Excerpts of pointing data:
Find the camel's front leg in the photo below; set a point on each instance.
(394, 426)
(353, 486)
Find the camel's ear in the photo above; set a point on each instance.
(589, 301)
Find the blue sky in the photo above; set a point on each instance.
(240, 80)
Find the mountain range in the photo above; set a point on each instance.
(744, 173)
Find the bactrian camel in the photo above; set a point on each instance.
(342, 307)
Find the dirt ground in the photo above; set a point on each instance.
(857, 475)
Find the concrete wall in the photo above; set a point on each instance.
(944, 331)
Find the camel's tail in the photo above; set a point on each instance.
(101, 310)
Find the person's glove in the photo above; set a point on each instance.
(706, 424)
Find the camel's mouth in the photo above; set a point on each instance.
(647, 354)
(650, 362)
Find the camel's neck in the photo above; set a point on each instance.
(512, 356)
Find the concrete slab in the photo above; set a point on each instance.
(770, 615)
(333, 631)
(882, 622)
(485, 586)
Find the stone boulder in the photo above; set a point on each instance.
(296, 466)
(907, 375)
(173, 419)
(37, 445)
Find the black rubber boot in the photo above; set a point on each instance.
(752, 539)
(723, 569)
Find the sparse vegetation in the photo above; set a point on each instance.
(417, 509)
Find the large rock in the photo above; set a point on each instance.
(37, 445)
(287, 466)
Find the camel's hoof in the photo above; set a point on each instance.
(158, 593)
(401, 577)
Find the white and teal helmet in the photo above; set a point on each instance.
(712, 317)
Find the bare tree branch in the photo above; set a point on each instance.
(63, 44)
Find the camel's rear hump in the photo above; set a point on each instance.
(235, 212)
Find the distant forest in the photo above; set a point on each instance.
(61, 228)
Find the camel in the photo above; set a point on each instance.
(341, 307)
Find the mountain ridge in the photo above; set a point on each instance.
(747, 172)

Task brief
Print the rows unchanged, from the line containing "Find the bare" through the final row, including both.

Response to this exercise
Find the bare tree branch in the photo above; set a point on each instance.
(63, 44)
Find the camel's rear hump in the photo above; set a point on each instance.
(235, 212)
Find the distant forest in the photo above; set a point on each instance.
(61, 228)
Find the camel in the photo above; set a point on each instance.
(341, 307)
Find the mountain ridge in the photo above; set a point on each instance.
(747, 172)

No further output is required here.